[Listed records]:
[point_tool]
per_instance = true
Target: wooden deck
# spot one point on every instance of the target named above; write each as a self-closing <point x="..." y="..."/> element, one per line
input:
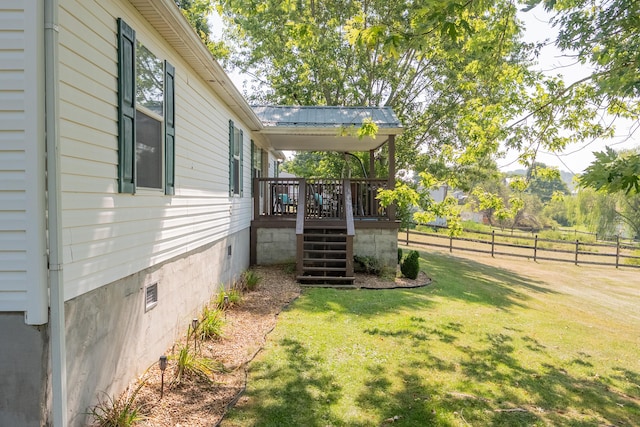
<point x="325" y="215"/>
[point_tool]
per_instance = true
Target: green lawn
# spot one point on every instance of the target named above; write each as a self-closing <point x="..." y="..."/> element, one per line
<point x="552" y="344"/>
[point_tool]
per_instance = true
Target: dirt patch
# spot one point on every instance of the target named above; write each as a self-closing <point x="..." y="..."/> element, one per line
<point x="198" y="402"/>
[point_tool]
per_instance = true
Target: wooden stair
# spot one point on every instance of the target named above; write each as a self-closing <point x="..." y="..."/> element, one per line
<point x="327" y="255"/>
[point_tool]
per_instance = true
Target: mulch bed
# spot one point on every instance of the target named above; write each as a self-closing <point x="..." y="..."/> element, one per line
<point x="198" y="402"/>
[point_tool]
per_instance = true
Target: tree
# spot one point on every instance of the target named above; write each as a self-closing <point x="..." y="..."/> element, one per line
<point x="545" y="182"/>
<point x="197" y="13"/>
<point x="455" y="93"/>
<point x="618" y="175"/>
<point x="613" y="172"/>
<point x="604" y="34"/>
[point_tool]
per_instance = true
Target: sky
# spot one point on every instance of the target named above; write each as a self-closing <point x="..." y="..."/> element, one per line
<point x="576" y="157"/>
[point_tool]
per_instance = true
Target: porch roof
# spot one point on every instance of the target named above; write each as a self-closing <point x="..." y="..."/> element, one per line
<point x="306" y="128"/>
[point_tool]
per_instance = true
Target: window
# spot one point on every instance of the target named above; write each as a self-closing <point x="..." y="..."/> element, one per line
<point x="235" y="160"/>
<point x="149" y="117"/>
<point x="146" y="122"/>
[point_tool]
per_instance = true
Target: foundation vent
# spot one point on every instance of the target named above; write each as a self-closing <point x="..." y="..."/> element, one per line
<point x="151" y="296"/>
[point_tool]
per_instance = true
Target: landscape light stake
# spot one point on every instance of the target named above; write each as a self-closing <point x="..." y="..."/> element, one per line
<point x="163" y="366"/>
<point x="194" y="325"/>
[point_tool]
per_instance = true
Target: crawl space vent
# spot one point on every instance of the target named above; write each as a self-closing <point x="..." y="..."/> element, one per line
<point x="151" y="296"/>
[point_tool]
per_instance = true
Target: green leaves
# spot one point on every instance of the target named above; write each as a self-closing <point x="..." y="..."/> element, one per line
<point x="612" y="172"/>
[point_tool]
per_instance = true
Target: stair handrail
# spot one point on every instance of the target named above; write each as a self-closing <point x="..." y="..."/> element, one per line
<point x="302" y="207"/>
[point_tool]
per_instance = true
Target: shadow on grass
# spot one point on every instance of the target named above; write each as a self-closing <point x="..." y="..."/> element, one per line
<point x="280" y="390"/>
<point x="483" y="381"/>
<point x="495" y="388"/>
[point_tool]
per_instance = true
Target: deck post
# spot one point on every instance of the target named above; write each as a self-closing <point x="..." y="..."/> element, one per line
<point x="391" y="210"/>
<point x="372" y="164"/>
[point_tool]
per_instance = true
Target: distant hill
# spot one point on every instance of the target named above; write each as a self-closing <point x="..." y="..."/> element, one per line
<point x="567" y="177"/>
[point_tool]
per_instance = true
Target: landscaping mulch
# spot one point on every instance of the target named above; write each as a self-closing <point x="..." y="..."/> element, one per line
<point x="200" y="402"/>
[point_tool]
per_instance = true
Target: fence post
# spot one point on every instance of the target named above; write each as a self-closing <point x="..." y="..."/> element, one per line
<point x="493" y="242"/>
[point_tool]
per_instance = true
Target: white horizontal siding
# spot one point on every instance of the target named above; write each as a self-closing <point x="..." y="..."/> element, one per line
<point x="22" y="234"/>
<point x="107" y="235"/>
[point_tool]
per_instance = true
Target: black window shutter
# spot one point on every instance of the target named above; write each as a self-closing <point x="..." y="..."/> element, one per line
<point x="231" y="129"/>
<point x="253" y="162"/>
<point x="169" y="129"/>
<point x="126" y="108"/>
<point x="241" y="162"/>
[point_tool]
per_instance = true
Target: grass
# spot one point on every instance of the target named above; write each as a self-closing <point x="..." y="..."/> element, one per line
<point x="482" y="345"/>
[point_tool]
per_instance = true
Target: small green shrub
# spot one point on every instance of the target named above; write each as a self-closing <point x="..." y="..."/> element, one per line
<point x="211" y="324"/>
<point x="366" y="264"/>
<point x="191" y="365"/>
<point x="411" y="265"/>
<point x="250" y="279"/>
<point x="122" y="411"/>
<point x="234" y="297"/>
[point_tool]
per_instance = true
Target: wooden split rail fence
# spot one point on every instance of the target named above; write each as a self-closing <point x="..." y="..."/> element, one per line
<point x="539" y="249"/>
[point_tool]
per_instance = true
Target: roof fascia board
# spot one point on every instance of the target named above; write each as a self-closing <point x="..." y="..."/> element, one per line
<point x="295" y="130"/>
<point x="178" y="28"/>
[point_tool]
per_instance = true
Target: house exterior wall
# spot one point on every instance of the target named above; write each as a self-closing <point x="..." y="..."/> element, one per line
<point x="22" y="230"/>
<point x="378" y="243"/>
<point x="106" y="349"/>
<point x="275" y="245"/>
<point x="114" y="244"/>
<point x="107" y="235"/>
<point x="23" y="367"/>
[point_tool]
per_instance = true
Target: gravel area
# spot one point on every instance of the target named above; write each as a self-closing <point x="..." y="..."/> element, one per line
<point x="198" y="402"/>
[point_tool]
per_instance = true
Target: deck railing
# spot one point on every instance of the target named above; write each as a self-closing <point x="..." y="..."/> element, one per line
<point x="321" y="199"/>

[Assigned task]:
If a line of the listing above contains "green", pick it out and copy it.

[Answer to this exercise]:
Target: green lawn
Target: green leaves
Target: small green shrub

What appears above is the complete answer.